§ WHAT TO DO
Please rewrite the rows below, replacing "compact SVG path data" with "minimal SVG path data" throughout and changing nothing else. Omit the pictures from your answer.

§ INFORMATION GIVEN

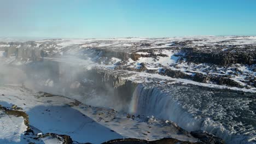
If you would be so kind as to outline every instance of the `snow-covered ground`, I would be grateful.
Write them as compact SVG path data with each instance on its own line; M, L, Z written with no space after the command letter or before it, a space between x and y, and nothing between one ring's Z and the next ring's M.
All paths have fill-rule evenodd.
M133 119L113 109L74 105L73 99L57 95L45 97L19 86L1 85L0 93L0 104L7 107L15 104L22 108L29 116L30 124L38 133L67 135L78 142L101 143L124 137L155 140L171 137L198 141L185 133L181 134L182 131L168 121L143 116ZM4 132L0 134L0 141L27 142L22 140L26 130L23 118L6 115L1 118L3 119L1 128ZM41 140L53 143L55 139L50 139L50 142L48 140Z
M7 39L0 41L2 41L0 43L0 64L7 68L11 65L10 69L15 69L10 70L1 66L0 83L3 85L0 88L0 93L5 96L0 95L0 101L3 104L8 103L8 106L15 104L22 107L30 115L31 124L43 133L66 134L78 142L96 143L117 138L154 140L170 135L181 140L196 141L188 135L177 134L175 124L164 121L171 120L187 130L203 130L212 133L229 143L253 143L256 141L255 120L252 118L256 112L252 104L255 103L256 93L256 64L253 59L255 37L60 39L32 42L13 40L15 41L13 43ZM236 63L231 57L226 60L234 63L226 65L203 61L199 63L187 59L183 49L188 47L200 55L231 53L228 55L230 57L243 53L251 61L248 63L243 61L245 59L238 59L234 61L237 62ZM57 64L49 64L51 62ZM38 64L42 64L35 65ZM34 77L30 77L31 75L27 73L32 72L27 70L27 68L32 68L30 70L36 71L36 74L31 75ZM37 71L39 68L41 69ZM22 69L25 74L19 71ZM66 69L64 71L71 73L65 75L63 69ZM83 78L71 83L59 82L61 79L73 77L77 69L83 73L96 70L105 75L111 74L120 85L124 81L142 83L143 87L137 85L136 89L143 92L136 94L135 91L133 95L130 95L130 105L126 104L130 106L129 111L116 113L108 107L121 110L119 108L123 104L113 104L115 100L109 95L94 97L94 89L90 91L92 95L90 99L83 94L65 96L84 104L107 108L83 104L71 107L69 105L73 100L60 96L42 97L19 86L7 85L25 83L31 89L56 89L57 91L55 92L61 92L59 94L65 95L65 87L67 86L69 89L75 89L84 83L91 85L91 82L84 81ZM49 69L49 71L44 69ZM169 75L164 73L166 70L170 70ZM45 77L42 76L42 73L45 72L50 74L49 77L45 78L47 75ZM51 73L58 76L51 77ZM197 75L205 80L194 79ZM30 81L34 79L37 82L27 82L28 79ZM115 81L110 82L117 85ZM99 103L96 105L97 101ZM127 118L125 112L146 116L135 117L133 119ZM38 119L43 119L44 123L42 124ZM100 139L96 136L99 135L103 136ZM15 137L11 139L11 141L19 141Z

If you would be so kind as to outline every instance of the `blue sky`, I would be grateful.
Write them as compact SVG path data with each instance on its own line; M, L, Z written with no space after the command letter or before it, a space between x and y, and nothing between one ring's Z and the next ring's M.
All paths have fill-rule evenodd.
M0 0L0 37L256 35L254 0Z

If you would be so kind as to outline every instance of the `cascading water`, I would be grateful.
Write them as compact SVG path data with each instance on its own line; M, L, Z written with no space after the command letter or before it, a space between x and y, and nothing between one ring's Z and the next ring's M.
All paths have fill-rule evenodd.
M189 131L200 130L202 124L201 120L194 119L171 95L142 84L138 85L133 92L130 110L132 113L171 120Z
M185 103L175 98L158 88L139 84L133 92L130 112L171 120L188 131L205 130L222 137L228 143L254 143L252 140L255 136L239 135L226 129L222 124L210 117L194 115L183 106Z

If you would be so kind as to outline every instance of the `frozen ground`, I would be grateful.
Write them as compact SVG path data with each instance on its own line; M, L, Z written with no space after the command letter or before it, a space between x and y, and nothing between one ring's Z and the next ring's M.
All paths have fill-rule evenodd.
M188 131L206 130L228 143L253 143L256 141L255 37L1 41L0 64L5 66L1 67L0 83L22 83L32 89L107 108L84 105L71 109L60 104L70 103L68 99L68 103L61 101L54 106L46 100L30 107L20 104L19 106L32 115L32 121L48 116L48 125L40 127L37 124L39 122L34 123L44 133L61 132L81 140L80 133L75 131L84 132L85 129L77 128L84 123L77 124L71 119L67 122L76 123L73 127L53 128L51 121L74 117L67 113L59 115L63 110L76 113L78 119L84 118L86 128L90 127L89 122L94 121L103 127L96 126L103 133L115 131L106 135L106 139L101 139L102 141L122 137L156 140L170 135L189 140L176 135L172 125L163 119L174 122ZM96 77L88 76L88 73L95 74ZM125 92L120 93L119 88ZM100 93L101 91L107 92ZM4 100L11 103L10 100L13 99ZM106 115L109 107L117 110L117 114ZM50 107L53 109L45 111ZM127 112L144 116L127 119ZM103 115L101 113L106 116L98 116ZM152 115L160 120L151 121L149 118ZM112 119L113 116L119 118ZM149 121L154 122L154 131L157 134L148 131ZM135 127L138 122L139 126ZM122 123L123 127L120 127Z
M126 113L119 113L113 109L77 105L75 100L63 96L44 97L18 86L1 85L0 92L4 95L0 95L0 104L20 106L29 116L32 129L38 133L67 135L81 143L101 143L124 137L155 140L171 137L198 141L174 123L153 117L127 118ZM27 143L28 141L23 139L26 129L23 118L2 115L1 127L4 133L0 134L0 141ZM40 140L45 143L53 143L54 139L48 140Z

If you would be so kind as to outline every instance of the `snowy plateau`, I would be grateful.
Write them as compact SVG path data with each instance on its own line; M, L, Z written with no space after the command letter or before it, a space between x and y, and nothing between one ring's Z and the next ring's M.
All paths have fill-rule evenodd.
M0 39L0 143L256 143L255 113L256 37Z

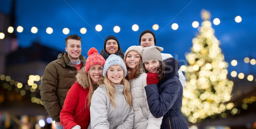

§ REPLY TO THE EXERCISE
If you would be so kind as to outline every instance of the `snow-covered ground`, I would be grateful.
Write them as minimal SVG path data with each instance on its own line; M, L, Z written with no space after the command letter or before it, a space between x and y, and nothing between one ring's Z and the next ring's M.
All paths have fill-rule evenodd.
M133 119L113 109L74 105L73 99L57 95L45 97L19 86L1 85L0 93L0 104L7 107L15 104L22 108L29 116L30 124L38 133L67 135L78 142L101 143L124 137L155 140L171 137L198 141L185 133L181 134L182 131L168 121L143 116ZM4 132L0 134L0 141L27 142L22 140L26 130L23 118L6 115L1 118L3 119L1 128ZM41 140L53 143L55 139L50 139L50 142L48 140Z
M7 39L0 41L2 41L0 43L0 64L7 68L11 65L10 69L15 69L10 70L1 66L0 83L3 85L0 88L0 93L5 96L0 95L0 101L3 104L8 103L8 106L15 104L22 107L30 115L31 124L43 133L66 134L78 142L96 143L117 138L154 140L170 135L181 140L196 141L188 135L177 134L175 124L164 121L171 120L187 130L203 130L212 133L229 143L253 143L256 141L255 120L252 118L256 112L252 104L255 103L256 93L256 64L253 59L255 37L60 39L32 42L13 40L15 41L13 43ZM236 63L231 57L226 60L234 63L226 65L203 61L199 63L187 59L183 49L188 47L200 55L231 53L228 55L230 57L243 53L251 61L248 63L243 61L245 59L238 59L234 61L237 62ZM57 64L49 64L51 62ZM38 64L42 64L35 65ZM34 77L30 77L31 75L27 73L32 72L27 70L27 68L32 68L30 70L36 71L36 74L31 75ZM37 71L39 68L41 69ZM22 69L25 74L19 71ZM66 69L64 71L71 73L65 75L63 69ZM83 78L71 83L59 82L61 79L73 77L77 69L83 73L96 70L105 75L111 74L120 85L124 81L142 83L143 87L137 85L136 89L143 92L136 94L135 91L133 95L130 95L130 105L126 104L130 106L129 111L116 113L108 107L121 110L119 108L123 104L113 104L115 100L109 95L94 97L94 89L90 91L92 95L90 99L83 94L65 96L84 104L107 108L83 104L71 107L69 105L73 100L60 96L42 97L19 86L7 85L25 83L31 89L56 89L57 91L55 92L61 92L59 94L65 95L65 87L67 86L69 89L75 89L84 83L91 85L91 82L84 81ZM49 69L49 71L44 69ZM169 75L164 73L166 70L170 70ZM45 77L42 76L42 73L45 72L50 74L49 77L45 78L47 75ZM51 73L58 76L51 77ZM197 75L205 80L194 79ZM30 81L34 79L37 82L27 82L28 79ZM115 81L110 82L117 85ZM99 103L96 105L97 101ZM127 118L125 112L146 116L135 117L133 119ZM38 119L43 119L44 123L42 124ZM100 139L96 136L99 135L103 136ZM15 137L11 139L11 141L19 141Z

If you would be so kind as to outline every instance of the `blue sky`, I would be grateful.
Write them as minimal SVG path data with each instance on its own line; M, L, Z written with no space after the command letter or before it, a space between x and y, and nothing between one ring's Z and the next ring's M.
All paths have fill-rule evenodd.
M0 0L0 37L256 35L254 0Z

If you would be so kind as to outline every instance of the `cascading water`, I would be grateful.
Write them as minimal SVG path data with each instance on its own line; M, L, Z written with no space after the command letter or before it, a space between x and y, and nothing between one ring's Z and the next ring's M.
All paths have fill-rule evenodd.
M189 131L200 130L202 124L201 120L194 119L171 95L142 84L138 85L133 92L130 110L132 113L171 120Z
M185 103L175 98L158 88L139 84L133 92L130 112L171 120L188 131L205 130L222 137L228 143L254 143L252 140L255 136L239 135L226 129L222 124L210 117L194 115L183 106Z

If you would be so kind as to outline every instance of the `frozen ground`, I would be grateful.
Write them as minimal SVG path data with each instance on its own line; M, L, Z written with no space after the command letter or before it, a space between x and y, and nothing between one ring's Z and the next ring's M.
All paths have fill-rule evenodd.
M188 131L206 130L228 143L253 143L256 141L255 37L1 41L0 64L5 66L1 67L0 83L22 83L32 89L107 108L84 105L71 109L60 104L70 103L68 99L68 103L61 101L54 106L46 100L30 107L20 104L19 106L32 115L32 121L48 116L48 125L40 127L37 124L39 122L34 123L44 133L61 132L81 140L80 133L75 131L84 132L85 129L77 128L84 123L77 124L71 119L67 122L76 123L73 127L53 128L51 121L74 117L67 113L59 115L63 110L76 113L78 119L84 118L86 128L90 127L89 122L94 121L103 127L96 126L103 133L115 131L106 135L106 139L101 139L102 141L122 137L156 140L170 135L189 140L176 135L172 125L163 119L174 122ZM96 77L88 76L88 73L95 74ZM125 92L120 93L119 88ZM100 93L101 91L107 92ZM4 100L11 103L10 100L13 99ZM106 115L109 107L117 110L117 114ZM50 107L53 109L45 111ZM127 112L144 116L127 119ZM103 115L101 113L106 116L98 116ZM152 115L160 120L151 121L149 118ZM112 119L113 116L119 118ZM149 121L154 122L154 131L157 134L148 131ZM135 127L138 122L139 126ZM122 123L123 127L120 127Z
M126 113L119 113L113 109L77 105L75 100L63 96L44 97L18 86L1 85L0 92L4 95L0 95L0 104L20 106L29 116L32 129L38 133L67 135L81 143L101 143L124 137L155 140L171 137L198 141L174 123L153 117L127 118ZM27 143L28 141L23 139L26 129L23 118L2 115L1 127L4 133L0 134L0 141ZM40 140L45 143L53 143L54 139L48 140Z

If you would be so kind as to outline every instance of the `snowy plateau`, I would be grateful.
Write them as minimal SVG path data with each instance on its own line; M, L, Z written with no space after the command letter or before it, a space between x and y, and nothing between one ring's Z and the next ring's M.
All paths have fill-rule evenodd.
M0 39L0 143L256 143L255 113L256 37Z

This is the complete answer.